** 課題本文 **
-=-=-=-=-

102E41
身元不明の中年男性.公園のベンチで意識がもうろうとしていたため搬入された.体温37.5℃.脈拍52/分,整.血圧170/110mmHg.外傷はなく,画像診断および各種検査の結果,脳動脈瘤破裂によるくも膜下出血と診断され,治療が施されたが,来院3時間後に死亡が確認された.
対応として適切なのはどれか.
a 保健所に通報する.
b 死体検案書を交付する.
c 死亡診断書を交付する.
d 司法解剖の依頼をする.
e 警察に遺体を引き渡す.
正答は【c】です。
[a] 誤り。ご遺体に関する通法(届出)先として保健所が挙がるのは一部感染症を診断した場合などです。本事例ではそのような感染症に関連した死亡とは判断できないため、保健所への通法は不適です。
[b] 誤り。
[c] 正しい。本事例は、生存中に"脳動脈瘤破裂によるくも膜下出血"と診断し、それに対する治療も行った上で、同疾病によって亡くなっています。このため、「自らの診療管理下にある患者が、生前に診療していた傷病に関連して死亡したと認める場合」に該当するため、"死体検案書"ではなく、搬送先病院の医師による"死亡診断書"の交付が適切です。

-=-=-=-=-

** 課題の詳細 **
くも膜下出血の症例を扱った本文によると、この患者の死亡が確認されたのは来院から何時間後か。

データセットから抜き出したレコード
-=-=-=-=-

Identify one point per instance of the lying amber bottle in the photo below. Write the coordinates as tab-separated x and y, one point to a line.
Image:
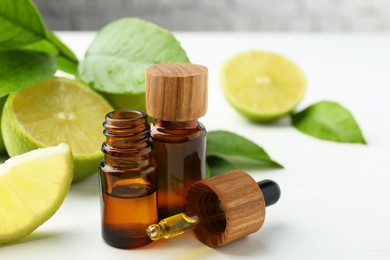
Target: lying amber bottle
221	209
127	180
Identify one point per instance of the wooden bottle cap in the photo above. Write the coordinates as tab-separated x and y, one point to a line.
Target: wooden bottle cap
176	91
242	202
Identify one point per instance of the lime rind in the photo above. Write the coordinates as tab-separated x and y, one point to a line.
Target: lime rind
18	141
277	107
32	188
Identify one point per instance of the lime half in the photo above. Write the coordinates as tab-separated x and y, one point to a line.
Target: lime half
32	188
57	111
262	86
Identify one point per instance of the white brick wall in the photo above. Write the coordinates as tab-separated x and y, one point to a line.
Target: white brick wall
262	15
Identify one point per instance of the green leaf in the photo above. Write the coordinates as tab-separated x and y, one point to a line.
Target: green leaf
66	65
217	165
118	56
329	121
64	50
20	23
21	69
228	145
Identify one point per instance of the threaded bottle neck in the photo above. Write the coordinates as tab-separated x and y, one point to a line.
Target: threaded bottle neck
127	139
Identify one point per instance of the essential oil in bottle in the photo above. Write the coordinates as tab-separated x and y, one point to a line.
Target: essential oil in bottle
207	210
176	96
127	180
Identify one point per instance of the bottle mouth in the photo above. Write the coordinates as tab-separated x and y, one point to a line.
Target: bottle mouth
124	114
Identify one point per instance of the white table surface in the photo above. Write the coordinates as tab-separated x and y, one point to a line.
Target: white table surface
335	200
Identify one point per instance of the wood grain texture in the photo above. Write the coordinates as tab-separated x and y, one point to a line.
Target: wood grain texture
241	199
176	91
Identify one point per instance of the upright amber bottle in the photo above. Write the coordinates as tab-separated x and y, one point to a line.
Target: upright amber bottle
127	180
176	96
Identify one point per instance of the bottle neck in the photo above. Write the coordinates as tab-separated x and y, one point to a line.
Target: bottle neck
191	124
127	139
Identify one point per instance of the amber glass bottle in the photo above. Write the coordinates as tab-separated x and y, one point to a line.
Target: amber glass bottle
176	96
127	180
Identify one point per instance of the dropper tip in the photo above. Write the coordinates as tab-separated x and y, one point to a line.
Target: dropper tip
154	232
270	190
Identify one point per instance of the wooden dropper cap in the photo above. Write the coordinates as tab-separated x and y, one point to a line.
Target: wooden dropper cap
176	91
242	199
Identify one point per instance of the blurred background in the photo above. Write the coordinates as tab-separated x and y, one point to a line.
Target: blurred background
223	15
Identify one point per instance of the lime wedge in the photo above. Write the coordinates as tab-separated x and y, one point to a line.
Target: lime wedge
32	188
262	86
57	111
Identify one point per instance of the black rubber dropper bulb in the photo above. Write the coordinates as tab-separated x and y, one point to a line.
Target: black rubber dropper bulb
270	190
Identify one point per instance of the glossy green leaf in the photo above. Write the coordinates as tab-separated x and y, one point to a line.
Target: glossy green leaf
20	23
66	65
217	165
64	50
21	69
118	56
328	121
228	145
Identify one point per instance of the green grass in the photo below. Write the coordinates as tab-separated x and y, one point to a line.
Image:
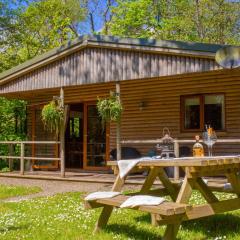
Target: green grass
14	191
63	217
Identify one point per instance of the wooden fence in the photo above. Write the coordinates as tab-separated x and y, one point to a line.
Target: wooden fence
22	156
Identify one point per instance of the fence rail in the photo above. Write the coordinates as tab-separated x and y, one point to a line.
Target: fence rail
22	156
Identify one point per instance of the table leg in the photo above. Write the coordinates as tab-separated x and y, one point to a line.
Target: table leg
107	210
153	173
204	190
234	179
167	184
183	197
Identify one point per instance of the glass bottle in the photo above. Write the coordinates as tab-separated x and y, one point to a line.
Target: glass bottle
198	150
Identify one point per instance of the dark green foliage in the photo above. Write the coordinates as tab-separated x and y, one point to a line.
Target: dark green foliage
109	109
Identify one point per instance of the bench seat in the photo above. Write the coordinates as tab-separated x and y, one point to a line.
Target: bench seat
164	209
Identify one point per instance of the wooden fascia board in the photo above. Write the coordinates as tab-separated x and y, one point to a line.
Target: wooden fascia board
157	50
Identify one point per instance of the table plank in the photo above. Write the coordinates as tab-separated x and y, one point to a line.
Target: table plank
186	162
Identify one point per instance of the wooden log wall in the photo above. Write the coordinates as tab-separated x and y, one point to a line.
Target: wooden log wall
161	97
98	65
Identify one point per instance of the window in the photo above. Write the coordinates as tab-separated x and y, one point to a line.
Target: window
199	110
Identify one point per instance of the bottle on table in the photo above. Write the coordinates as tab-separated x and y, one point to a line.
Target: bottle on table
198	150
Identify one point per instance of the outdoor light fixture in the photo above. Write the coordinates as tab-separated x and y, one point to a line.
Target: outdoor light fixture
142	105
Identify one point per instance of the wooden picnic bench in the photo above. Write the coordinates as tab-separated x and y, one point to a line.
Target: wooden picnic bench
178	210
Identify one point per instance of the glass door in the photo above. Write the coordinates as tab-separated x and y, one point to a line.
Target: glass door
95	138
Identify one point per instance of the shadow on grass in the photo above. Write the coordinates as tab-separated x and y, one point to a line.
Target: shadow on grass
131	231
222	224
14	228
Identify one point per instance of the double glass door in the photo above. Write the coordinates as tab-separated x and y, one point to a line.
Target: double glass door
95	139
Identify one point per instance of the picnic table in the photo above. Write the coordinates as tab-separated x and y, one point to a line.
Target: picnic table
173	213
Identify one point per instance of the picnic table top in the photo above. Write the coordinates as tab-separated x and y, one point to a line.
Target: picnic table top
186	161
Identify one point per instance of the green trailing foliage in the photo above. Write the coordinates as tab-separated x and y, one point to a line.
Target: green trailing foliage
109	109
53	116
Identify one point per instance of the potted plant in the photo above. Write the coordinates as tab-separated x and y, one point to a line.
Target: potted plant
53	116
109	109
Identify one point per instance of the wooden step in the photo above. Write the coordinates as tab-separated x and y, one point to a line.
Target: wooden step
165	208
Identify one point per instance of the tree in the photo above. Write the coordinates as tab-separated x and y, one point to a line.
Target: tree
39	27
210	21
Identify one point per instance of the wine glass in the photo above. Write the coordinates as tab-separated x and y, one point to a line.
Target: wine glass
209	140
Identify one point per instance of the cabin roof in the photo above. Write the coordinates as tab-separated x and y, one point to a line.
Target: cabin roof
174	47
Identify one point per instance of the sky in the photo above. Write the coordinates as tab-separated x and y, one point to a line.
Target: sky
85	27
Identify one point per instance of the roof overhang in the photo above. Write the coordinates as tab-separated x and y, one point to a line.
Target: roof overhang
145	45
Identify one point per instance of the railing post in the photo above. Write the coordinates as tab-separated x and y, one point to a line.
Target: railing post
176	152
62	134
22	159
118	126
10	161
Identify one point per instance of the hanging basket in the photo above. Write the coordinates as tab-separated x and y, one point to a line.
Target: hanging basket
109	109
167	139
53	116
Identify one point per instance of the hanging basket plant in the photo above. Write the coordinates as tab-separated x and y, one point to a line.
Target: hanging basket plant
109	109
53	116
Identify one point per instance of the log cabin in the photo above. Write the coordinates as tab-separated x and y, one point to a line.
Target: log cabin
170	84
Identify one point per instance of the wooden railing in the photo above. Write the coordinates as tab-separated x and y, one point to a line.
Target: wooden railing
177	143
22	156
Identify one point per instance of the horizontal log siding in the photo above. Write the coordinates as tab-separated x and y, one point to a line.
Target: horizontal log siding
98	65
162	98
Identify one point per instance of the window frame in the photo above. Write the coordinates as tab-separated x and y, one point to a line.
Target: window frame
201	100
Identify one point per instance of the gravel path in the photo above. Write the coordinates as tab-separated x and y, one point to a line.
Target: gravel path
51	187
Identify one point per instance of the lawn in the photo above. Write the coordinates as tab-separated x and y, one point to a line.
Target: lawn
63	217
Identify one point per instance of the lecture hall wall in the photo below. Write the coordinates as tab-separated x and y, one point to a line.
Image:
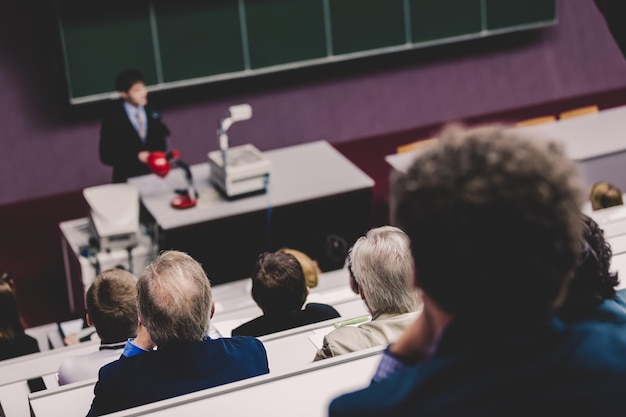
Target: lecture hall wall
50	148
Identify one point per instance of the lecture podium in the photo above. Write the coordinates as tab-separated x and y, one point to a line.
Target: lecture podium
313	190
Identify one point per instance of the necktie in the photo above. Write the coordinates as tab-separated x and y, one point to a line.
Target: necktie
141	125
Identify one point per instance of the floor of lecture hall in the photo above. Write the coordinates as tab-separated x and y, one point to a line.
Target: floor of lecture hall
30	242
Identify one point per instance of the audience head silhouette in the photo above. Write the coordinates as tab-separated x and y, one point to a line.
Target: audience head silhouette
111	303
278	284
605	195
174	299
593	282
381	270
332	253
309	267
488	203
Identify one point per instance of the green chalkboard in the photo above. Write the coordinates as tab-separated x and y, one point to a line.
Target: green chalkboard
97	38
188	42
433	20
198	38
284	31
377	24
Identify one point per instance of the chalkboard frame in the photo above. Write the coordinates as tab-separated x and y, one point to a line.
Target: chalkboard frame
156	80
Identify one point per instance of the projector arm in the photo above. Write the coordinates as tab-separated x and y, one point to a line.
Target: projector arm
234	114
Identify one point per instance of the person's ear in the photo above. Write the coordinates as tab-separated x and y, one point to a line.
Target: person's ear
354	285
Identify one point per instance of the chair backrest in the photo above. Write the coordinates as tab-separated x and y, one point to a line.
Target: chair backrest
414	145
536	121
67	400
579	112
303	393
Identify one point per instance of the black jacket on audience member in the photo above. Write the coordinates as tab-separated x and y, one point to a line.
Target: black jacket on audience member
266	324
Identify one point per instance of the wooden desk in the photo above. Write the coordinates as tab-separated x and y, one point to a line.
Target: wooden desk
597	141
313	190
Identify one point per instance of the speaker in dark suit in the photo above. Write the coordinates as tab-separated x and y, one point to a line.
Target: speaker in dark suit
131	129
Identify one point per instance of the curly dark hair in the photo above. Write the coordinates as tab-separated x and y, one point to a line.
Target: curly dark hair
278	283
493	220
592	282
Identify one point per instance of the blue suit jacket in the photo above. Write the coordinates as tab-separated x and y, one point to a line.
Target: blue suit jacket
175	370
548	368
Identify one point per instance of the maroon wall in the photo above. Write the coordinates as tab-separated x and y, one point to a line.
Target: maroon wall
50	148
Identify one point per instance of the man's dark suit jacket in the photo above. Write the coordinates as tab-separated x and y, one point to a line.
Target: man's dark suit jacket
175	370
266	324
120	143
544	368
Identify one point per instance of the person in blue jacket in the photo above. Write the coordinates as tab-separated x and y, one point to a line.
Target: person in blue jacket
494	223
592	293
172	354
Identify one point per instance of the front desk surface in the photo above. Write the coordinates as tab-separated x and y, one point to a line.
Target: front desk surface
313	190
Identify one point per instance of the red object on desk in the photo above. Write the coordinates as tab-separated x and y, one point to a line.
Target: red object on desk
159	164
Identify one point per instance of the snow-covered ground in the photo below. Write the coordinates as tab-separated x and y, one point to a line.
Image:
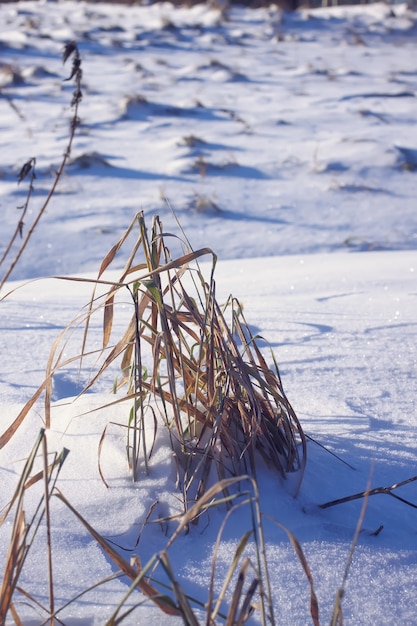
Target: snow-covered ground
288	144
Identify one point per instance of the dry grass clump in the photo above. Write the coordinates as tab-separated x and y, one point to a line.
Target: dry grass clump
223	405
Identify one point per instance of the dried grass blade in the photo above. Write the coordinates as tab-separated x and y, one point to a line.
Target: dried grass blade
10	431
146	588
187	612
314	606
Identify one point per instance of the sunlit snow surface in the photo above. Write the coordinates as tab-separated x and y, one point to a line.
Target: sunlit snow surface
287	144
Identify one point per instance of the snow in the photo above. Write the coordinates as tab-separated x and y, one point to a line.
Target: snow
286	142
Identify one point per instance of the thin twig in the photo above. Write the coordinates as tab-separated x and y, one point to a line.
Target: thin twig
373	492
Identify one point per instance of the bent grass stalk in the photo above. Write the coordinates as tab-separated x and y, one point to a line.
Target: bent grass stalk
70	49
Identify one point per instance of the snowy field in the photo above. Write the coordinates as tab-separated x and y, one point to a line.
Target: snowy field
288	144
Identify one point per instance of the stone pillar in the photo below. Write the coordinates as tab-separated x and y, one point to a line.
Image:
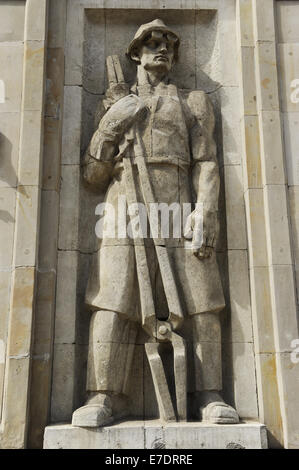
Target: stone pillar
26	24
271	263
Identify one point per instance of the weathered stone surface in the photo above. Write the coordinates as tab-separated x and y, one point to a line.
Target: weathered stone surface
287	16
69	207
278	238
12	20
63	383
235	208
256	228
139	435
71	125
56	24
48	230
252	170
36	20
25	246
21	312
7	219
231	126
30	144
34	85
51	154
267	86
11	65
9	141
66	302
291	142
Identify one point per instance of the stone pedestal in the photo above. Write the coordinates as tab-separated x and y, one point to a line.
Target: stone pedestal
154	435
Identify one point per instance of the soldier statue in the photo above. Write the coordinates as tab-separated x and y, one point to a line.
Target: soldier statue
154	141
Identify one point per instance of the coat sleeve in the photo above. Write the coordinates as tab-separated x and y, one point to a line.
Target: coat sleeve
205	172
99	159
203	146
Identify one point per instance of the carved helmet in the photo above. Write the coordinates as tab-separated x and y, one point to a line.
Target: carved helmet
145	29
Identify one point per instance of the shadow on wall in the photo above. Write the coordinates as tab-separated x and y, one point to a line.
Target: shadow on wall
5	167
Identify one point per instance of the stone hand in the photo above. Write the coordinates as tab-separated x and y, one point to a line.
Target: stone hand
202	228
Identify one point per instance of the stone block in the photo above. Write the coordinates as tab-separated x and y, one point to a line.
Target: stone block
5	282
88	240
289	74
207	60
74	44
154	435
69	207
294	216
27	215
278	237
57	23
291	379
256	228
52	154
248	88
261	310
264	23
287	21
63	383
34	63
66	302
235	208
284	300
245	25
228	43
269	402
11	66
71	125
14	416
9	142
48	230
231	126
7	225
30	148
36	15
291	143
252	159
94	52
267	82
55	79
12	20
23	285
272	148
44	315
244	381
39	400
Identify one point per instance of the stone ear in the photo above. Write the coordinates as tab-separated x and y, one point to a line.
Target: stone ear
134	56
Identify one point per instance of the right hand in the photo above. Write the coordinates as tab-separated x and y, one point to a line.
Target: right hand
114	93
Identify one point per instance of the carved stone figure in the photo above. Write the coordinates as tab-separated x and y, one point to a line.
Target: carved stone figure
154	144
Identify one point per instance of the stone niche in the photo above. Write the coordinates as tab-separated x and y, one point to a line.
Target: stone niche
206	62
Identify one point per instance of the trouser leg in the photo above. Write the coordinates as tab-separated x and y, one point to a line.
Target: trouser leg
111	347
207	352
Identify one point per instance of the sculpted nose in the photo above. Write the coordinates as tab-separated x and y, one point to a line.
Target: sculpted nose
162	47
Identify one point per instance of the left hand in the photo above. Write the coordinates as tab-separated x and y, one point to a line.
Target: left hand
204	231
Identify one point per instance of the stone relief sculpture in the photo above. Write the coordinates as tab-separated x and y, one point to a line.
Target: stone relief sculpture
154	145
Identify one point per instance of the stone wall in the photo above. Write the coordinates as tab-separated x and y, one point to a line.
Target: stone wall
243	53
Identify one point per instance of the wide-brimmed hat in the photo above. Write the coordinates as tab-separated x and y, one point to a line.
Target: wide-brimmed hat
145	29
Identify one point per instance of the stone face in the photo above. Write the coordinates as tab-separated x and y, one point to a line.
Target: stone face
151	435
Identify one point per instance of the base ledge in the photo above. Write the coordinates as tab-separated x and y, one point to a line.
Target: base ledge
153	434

-=-=-=-=-

** この課題の解答 **
来院から3時間後である。